───── RECORDS FOR THIS EXERCISE

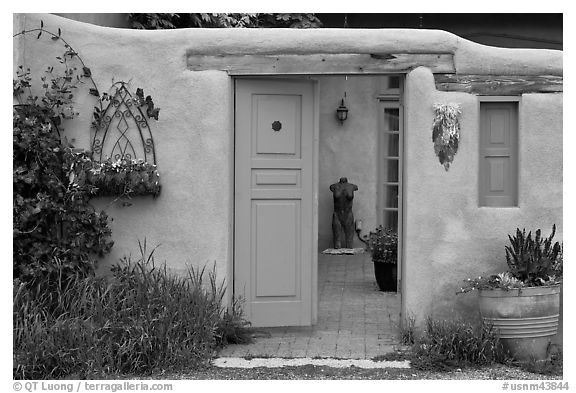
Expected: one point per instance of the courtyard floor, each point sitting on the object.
(355, 319)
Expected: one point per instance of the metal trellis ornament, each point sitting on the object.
(122, 129)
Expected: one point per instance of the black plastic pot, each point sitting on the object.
(386, 276)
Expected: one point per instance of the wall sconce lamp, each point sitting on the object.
(342, 112)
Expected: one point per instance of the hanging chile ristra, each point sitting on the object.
(446, 132)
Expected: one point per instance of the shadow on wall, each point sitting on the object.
(107, 20)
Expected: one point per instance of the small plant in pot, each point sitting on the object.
(523, 303)
(383, 245)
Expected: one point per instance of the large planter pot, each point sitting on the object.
(386, 276)
(525, 319)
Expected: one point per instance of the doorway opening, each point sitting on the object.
(350, 316)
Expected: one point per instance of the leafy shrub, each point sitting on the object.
(121, 178)
(449, 344)
(533, 261)
(141, 319)
(383, 244)
(55, 230)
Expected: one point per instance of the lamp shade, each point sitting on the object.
(342, 112)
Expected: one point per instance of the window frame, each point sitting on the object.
(499, 99)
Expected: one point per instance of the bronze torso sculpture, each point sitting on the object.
(342, 218)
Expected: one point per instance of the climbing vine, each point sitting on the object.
(57, 234)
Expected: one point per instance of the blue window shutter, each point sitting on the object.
(498, 154)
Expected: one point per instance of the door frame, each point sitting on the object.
(392, 98)
(315, 175)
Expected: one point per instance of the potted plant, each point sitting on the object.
(523, 303)
(383, 245)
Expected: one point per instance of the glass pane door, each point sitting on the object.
(390, 167)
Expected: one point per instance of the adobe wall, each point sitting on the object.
(448, 237)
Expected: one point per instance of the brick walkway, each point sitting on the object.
(355, 320)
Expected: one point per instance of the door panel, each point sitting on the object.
(274, 260)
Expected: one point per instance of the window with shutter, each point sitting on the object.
(498, 154)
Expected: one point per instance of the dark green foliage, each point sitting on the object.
(449, 344)
(153, 21)
(552, 366)
(123, 178)
(383, 244)
(141, 319)
(223, 20)
(534, 261)
(55, 230)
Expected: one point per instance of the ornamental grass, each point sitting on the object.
(139, 320)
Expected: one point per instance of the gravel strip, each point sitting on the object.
(230, 362)
(311, 372)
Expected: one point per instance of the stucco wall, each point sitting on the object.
(191, 221)
(447, 236)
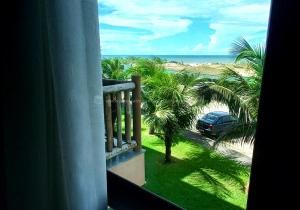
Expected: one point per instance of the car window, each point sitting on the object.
(210, 117)
(227, 119)
(221, 120)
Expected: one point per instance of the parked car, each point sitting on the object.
(214, 124)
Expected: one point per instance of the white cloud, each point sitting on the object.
(212, 42)
(198, 47)
(156, 19)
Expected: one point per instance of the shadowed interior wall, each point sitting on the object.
(54, 133)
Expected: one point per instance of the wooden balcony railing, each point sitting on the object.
(122, 97)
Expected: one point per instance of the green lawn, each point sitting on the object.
(197, 179)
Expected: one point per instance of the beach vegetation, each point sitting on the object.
(240, 93)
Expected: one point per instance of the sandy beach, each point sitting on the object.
(208, 68)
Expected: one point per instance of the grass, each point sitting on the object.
(197, 178)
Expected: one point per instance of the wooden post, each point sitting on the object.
(108, 123)
(119, 120)
(127, 117)
(136, 107)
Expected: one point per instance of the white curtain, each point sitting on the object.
(54, 131)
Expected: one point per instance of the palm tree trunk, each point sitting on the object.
(168, 145)
(151, 130)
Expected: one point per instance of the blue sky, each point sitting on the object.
(180, 27)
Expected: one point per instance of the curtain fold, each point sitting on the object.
(54, 126)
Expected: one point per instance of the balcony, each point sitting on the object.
(122, 104)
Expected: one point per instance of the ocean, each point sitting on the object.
(186, 59)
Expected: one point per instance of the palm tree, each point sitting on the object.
(240, 93)
(113, 69)
(172, 104)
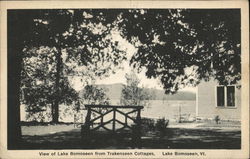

──────────

_REQUIRED TASK_: Give every line of the material above as a numbered list, leaving out blank lines and the pictures.

_SOLUTION FOR THIS PROBLEM_:
1. Expected: one point per instance of the courtyard floor, each point sitting on the object.
2. (355, 319)
3. Expected: one point per instance of the metal trellis ornament, each point sitting on the object.
4. (122, 129)
5. Expected: one point per instance of the black plastic pot, each point sitting on the object.
6. (386, 276)
7. Expected: one point per instance of the wall sconce lamp, each point sitting on the object.
8. (342, 112)
9. Expected: one point per instance of the hanging chile ristra, each point sitting on the object.
10. (446, 132)
11. Expected: one point per instance of the shadow on wall, each point sitting on the object.
12. (107, 20)
13. Expected: one point per instance of the small plant in pot, each point sitting on the object.
14. (523, 303)
15. (383, 245)
16. Expected: one point per instance of the large planter pot, each point sitting on the object.
17. (386, 276)
18. (525, 319)
19. Expected: one point per instance of the doorway opening, each point sitting on the object.
20. (350, 316)
21. Expected: one point per instance of the leafy shrub, each point sitting on the object.
22. (121, 178)
23. (449, 344)
24. (533, 261)
25. (141, 319)
26. (383, 244)
27. (55, 230)
28. Expected: one point per instance of the lamp shade, each point sitting on the object.
29. (342, 112)
30. Expected: one point per instance of the window frame, each point sitting on the object.
31. (499, 99)
32. Expected: one point per instance of the bronze torso sculpture, each point sitting on the object.
33. (342, 218)
34. Expected: one point per instance of the climbing vine, each point sitting on the object.
35. (57, 234)
36. Expected: one point per instance of the blue window shutter, each point sitting on the object.
37. (498, 154)
38. Expected: one point per instance of the door frame, each point sitting on the object.
39. (392, 98)
40. (315, 175)
41. Expected: one point per instance of the potted plant, each point sitting on the object.
42. (523, 303)
43. (383, 245)
44. Expected: one point per instance of the glass pane door, each point sitting on the object.
45. (390, 167)
46. Expected: one point per instance of the adobe wall, each point sitting on the object.
47. (448, 237)
48. Expected: one point per instance of the brick walkway, each point sitting on the object.
49. (355, 320)
50. Expected: one point per instance of the door panel, each point sitting on the object.
51. (274, 260)
52. Expected: one point per instance of the window with shutter, each point sitting on the object.
53. (498, 154)
54. Expected: one point per instance of the dark green foliage, each point sitting on the object.
55. (449, 344)
56. (153, 21)
57. (552, 366)
58. (123, 178)
59. (383, 244)
60. (141, 319)
61. (223, 20)
62. (534, 261)
63. (55, 230)
64. Expected: one point per instance of the ornamental grass, each point sitting on the object.
65. (139, 320)
66. Expected: one point per instance of the gravel strip, each point sitting on the object.
67. (230, 362)
68. (311, 372)
69. Expected: one point per instance of the stucco wall, each point sitting on the object.
70. (191, 221)
71. (447, 236)
72. Expected: one point per instance of the car window, each point sitting on the object.
73. (210, 117)
74. (227, 119)
75. (221, 120)
76. Expected: one point per instance of the parked car, each point sitting on the object.
77. (214, 124)
78. Expected: one point per instance of the white cloud, each point sitting on the object.
79. (212, 42)
80. (198, 47)
81. (156, 19)
82. Expected: one point per instance of the shadowed interior wall, each point sitting on the object.
83. (54, 133)
84. Expected: one point per instance of the wooden balcony railing, each point sitting on the object.
85. (122, 97)
86. Expected: one point per instance of the green lawn, each point sitting on the object.
87. (197, 179)
88. Expected: one point per instance of the beach vegetation, each point sitting on the object.
89. (240, 93)
90. Expected: one point per instance of the sandy beach, each point sitting on the object.
91. (208, 68)
92. Expected: one point per instance of the grass, each point sitting on the object.
93. (197, 178)
94. Expected: one point per instance of the wooden post, each point sitting on the object.
95. (108, 123)
96. (119, 120)
97. (127, 117)
98. (136, 107)
99. Expected: one point per instance of the white curtain, each point sitting on the object.
100. (54, 131)
101. Expected: one point per instance of the palm tree trunk, each point sitting on the object.
102. (168, 145)
103. (151, 130)
104. Expected: one point per instance of the blue sky, each point sitting on the object.
105. (180, 27)
106. Expected: one point per instance of the curtain fold, each point sitting on the object.
107. (54, 126)
108. Expected: one point per instance of the balcony, each point sitting on the object.
109. (122, 104)
110. Expected: one point per instance of the ocean, each point sitting on the object.
111. (186, 59)
112. Expected: one point per instance of the palm tree, each point sitting on the object.
113. (240, 93)
114. (113, 69)
115. (172, 104)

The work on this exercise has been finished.